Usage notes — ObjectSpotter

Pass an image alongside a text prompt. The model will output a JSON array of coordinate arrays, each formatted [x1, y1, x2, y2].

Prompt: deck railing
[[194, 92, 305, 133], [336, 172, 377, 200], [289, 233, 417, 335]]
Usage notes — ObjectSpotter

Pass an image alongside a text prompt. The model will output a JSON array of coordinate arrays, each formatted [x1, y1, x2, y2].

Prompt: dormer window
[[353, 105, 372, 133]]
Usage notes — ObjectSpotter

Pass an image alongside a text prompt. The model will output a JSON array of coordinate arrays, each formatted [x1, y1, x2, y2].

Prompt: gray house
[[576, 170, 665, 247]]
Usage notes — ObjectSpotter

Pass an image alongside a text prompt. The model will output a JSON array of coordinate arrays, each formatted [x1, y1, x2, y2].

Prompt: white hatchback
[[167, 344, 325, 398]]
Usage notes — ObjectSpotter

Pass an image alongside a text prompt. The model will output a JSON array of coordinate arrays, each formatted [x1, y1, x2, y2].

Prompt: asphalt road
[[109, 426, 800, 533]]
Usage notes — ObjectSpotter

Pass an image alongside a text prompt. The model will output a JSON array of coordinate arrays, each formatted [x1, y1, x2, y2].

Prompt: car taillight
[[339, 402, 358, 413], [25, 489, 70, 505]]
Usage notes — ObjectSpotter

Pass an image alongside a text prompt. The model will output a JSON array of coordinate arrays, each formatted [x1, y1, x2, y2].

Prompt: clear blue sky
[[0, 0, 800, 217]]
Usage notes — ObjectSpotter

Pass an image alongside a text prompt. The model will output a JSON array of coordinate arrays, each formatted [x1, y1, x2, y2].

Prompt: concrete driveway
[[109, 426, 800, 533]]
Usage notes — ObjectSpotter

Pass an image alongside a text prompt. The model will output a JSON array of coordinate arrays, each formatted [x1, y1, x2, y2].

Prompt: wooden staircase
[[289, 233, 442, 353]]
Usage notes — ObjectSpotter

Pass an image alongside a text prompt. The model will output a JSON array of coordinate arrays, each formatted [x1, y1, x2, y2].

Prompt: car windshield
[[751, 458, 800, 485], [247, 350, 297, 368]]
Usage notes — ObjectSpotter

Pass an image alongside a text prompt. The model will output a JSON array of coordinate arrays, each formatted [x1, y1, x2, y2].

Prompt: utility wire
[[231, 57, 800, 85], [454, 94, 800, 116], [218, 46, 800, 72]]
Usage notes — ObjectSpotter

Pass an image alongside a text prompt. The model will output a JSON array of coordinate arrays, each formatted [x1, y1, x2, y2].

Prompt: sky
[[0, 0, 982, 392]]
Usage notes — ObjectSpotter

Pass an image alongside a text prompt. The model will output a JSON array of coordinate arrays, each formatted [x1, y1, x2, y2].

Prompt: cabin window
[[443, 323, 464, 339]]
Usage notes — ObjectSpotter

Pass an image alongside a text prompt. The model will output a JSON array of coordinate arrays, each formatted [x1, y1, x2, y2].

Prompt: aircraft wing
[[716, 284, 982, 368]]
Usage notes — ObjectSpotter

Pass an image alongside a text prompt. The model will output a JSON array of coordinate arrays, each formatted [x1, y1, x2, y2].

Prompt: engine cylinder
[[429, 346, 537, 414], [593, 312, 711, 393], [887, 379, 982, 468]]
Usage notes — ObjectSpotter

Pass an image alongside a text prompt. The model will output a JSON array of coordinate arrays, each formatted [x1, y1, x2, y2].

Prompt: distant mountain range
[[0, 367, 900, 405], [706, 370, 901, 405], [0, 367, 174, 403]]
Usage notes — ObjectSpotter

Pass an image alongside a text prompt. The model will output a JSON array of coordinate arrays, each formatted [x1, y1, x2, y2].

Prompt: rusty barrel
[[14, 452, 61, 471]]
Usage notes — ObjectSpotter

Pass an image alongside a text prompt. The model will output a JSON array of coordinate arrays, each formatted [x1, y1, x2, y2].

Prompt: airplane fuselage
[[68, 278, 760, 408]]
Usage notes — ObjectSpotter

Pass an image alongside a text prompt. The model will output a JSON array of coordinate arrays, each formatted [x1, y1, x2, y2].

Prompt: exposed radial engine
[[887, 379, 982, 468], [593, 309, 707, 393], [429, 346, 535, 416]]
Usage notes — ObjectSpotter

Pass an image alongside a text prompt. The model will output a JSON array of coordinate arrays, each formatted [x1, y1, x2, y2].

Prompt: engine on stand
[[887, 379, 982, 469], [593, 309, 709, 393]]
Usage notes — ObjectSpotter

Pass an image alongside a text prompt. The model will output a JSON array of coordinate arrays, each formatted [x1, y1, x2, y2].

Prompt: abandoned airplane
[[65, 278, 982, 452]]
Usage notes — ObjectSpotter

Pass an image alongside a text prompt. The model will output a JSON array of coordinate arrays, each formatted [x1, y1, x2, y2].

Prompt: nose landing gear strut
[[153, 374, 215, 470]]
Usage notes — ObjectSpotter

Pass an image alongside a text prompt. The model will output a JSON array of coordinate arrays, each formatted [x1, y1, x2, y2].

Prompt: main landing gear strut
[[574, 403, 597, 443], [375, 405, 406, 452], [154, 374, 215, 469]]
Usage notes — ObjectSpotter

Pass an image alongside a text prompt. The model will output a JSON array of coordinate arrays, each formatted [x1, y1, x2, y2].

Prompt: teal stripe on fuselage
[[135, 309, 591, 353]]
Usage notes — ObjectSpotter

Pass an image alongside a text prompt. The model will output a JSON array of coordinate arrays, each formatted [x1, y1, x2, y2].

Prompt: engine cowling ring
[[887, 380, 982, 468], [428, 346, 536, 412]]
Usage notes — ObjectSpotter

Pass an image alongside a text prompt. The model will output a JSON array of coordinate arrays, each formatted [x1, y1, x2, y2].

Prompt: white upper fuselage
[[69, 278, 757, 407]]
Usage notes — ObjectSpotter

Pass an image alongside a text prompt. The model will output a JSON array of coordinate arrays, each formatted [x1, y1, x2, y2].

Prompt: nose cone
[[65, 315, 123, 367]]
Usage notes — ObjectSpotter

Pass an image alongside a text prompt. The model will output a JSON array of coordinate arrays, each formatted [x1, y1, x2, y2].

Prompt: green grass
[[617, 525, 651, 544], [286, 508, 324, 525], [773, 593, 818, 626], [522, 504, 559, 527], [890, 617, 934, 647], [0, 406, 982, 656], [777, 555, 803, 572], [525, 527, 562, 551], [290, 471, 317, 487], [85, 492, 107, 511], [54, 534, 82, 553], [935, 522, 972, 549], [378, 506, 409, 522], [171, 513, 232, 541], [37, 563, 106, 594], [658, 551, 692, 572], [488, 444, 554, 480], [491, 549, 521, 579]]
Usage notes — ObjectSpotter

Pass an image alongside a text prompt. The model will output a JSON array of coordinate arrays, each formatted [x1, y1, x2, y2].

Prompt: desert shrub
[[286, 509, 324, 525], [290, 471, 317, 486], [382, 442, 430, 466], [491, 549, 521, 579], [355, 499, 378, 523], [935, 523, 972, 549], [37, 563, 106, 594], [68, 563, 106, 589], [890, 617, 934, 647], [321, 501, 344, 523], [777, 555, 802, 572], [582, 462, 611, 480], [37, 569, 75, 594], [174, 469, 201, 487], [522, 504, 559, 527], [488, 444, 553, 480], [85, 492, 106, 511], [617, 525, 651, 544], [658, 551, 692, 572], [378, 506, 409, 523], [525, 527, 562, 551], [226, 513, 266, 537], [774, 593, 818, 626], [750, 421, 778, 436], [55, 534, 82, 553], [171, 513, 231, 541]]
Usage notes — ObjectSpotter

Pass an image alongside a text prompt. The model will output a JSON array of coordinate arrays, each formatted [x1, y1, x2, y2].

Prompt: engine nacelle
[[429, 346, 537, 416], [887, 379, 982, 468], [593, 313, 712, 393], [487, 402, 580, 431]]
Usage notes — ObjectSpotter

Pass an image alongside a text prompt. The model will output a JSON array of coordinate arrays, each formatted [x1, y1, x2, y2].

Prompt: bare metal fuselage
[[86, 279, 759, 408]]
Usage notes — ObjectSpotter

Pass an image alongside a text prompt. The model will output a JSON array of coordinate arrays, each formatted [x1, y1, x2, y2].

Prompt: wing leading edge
##########
Exercise task: Reproduce every line of the material from the beginning through the line containing "233, 417, 335]]", both ends included and the requests unchanged. Scale each coordinate in the answers by multiplying it by 2.55 and rounding to the nearest whole number, with halves rounded up.

Answer to the problem:
Usage notes — ObjectSpotter

Pass an image alongside a text prompt. The model will output a JSON array of coordinate arrays, each formatted [x1, y1, x2, y2].

Prompt: deck railing
[[495, 235, 778, 339], [857, 439, 961, 510], [737, 594, 1063, 854]]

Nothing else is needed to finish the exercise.